SOURCE EXCERPT
========

A production designed with care and featuring performances pitched to bring the audience into the cacophony that fills the silences inside human communication.
Photo credit: Robert Catto
A well-deserved standing ovation from the opening night audience of The Rise and Fall of Little Voice. There’s a broad and there’s a bastard and there’s a voice that soars above it all, in a production designed with a care for the thematic elements and with performances pitched to bring the audience into the cacophony that fills the silences inside human communication.
Caroline O’Connor as the mother, Mari Hoff, is blowsy, jaded and she grabs the house by the minge with her foul mouthed entry and incessant talk. Disturbingly un-self-aware, she initially roams the stage with bravado, loucheness and a titch of despair. Mari’s desultory existence is available to every person there. O’Connor’s performance is tuned perfectly to bring her character to a teased hair’s breath short of dislike. Even her hurling of little cruelties is perfectly placed to endow the object of her impotence with the viewer’s compassion.
Her most frequent target for a superiority of belittlement is her daughter, LV. Nicknamed for her little voice, she is comforted by listening to the records of her deceased father and is able to imitate Bassey and Marilyn and Judy etc. Geraldine Hakewell has a show-stopper where her hard work astonishes the audience but that’s not her greatest achievement with the character. LV, cowers and stutters. And watches and hides. Hakewell’s pin-point characterisation gives every simper, every foetally expressed moment, an absolute truth. It’s as subtly reactionary a performance as O’Connor’s is generous.

========

Pointing and labeling entries

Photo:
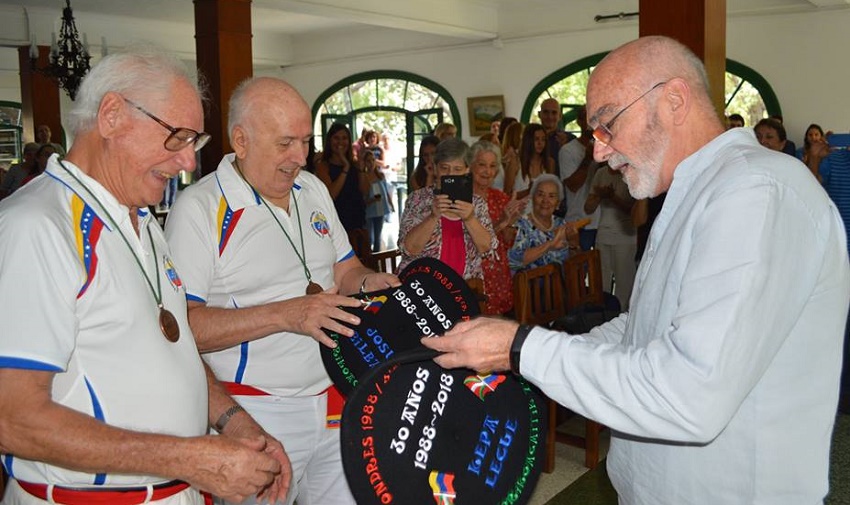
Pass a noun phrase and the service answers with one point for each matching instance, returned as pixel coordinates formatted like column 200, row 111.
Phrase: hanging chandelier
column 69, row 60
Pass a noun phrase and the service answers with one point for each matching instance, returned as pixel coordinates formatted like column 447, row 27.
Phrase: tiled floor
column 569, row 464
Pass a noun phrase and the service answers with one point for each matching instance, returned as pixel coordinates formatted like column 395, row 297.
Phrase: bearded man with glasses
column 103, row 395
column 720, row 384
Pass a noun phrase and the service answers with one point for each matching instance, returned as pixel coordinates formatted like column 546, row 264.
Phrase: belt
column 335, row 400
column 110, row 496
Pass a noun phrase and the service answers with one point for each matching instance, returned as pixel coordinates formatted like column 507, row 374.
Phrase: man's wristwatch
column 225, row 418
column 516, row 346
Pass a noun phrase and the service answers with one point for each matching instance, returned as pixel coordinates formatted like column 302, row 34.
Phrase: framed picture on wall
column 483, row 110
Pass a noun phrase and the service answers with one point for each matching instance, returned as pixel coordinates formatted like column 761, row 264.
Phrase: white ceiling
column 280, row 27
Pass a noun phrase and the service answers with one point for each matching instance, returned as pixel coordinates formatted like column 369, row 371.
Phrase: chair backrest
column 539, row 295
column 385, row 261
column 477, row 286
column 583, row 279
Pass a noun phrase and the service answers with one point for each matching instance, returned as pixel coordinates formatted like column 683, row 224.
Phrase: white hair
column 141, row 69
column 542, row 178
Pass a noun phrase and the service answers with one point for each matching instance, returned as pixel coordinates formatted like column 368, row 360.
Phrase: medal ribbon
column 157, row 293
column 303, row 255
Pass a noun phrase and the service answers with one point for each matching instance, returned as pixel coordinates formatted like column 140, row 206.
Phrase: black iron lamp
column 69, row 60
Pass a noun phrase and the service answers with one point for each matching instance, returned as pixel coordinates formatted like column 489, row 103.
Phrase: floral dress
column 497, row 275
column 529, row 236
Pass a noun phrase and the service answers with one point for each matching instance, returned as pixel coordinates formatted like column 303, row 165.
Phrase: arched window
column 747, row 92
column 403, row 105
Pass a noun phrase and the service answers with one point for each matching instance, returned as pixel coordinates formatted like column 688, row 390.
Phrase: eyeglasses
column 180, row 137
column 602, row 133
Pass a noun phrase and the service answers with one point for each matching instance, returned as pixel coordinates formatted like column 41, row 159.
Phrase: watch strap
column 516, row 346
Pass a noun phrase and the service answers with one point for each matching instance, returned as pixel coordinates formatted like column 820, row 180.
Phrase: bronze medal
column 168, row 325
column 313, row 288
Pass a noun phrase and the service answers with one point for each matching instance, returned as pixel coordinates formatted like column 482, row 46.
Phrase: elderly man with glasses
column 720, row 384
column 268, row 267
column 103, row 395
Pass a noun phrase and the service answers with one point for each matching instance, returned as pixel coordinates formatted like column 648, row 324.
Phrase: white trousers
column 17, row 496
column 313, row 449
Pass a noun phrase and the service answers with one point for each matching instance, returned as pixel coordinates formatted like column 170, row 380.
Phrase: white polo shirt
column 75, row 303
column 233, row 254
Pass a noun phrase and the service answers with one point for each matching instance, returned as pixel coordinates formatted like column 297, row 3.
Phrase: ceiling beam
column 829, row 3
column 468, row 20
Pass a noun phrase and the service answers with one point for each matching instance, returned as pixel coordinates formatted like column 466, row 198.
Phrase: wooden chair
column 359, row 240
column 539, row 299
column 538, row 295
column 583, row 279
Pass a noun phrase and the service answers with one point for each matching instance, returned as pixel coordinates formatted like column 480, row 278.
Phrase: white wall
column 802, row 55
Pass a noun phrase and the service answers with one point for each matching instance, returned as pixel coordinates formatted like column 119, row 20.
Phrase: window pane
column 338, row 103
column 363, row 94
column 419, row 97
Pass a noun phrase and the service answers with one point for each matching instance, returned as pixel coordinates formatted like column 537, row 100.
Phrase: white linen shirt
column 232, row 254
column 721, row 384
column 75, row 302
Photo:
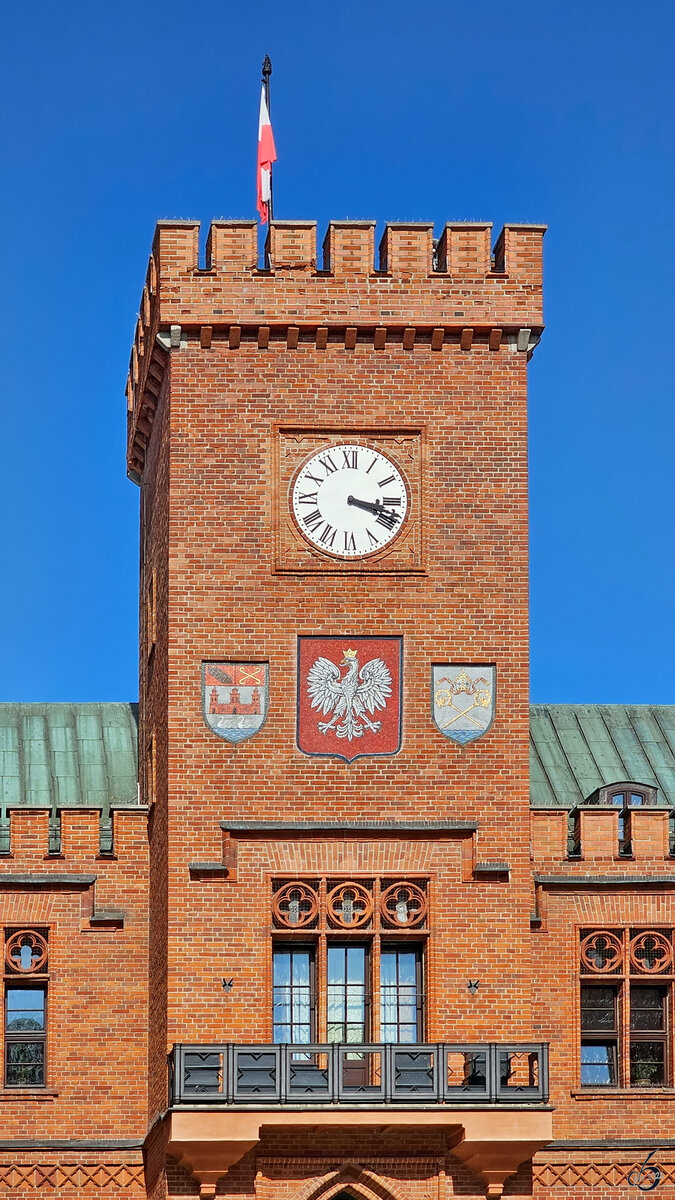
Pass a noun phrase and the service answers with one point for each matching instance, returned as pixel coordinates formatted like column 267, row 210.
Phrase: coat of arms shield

========

WHAT THE EXERCISE ASKS
Please say whether each statement agrees with the review of the play, giving yes or no with the deciding words of the review quoted.
1. Caroline O’Connor plays the mother, Mari Hoff.
2. LV finds comfort in listening to her deceased father's records.
3. The opening night audience stayed in their seats at the end.
The material has no connection to the review of the play.

REPLY
1. Yes: "Caroline O’Connor as the mother, Mari Hoff"
2. Yes: "she is comforted by listening to the records of her deceased father"
3. No: "A well-deserved standing ovation from the opening night audience"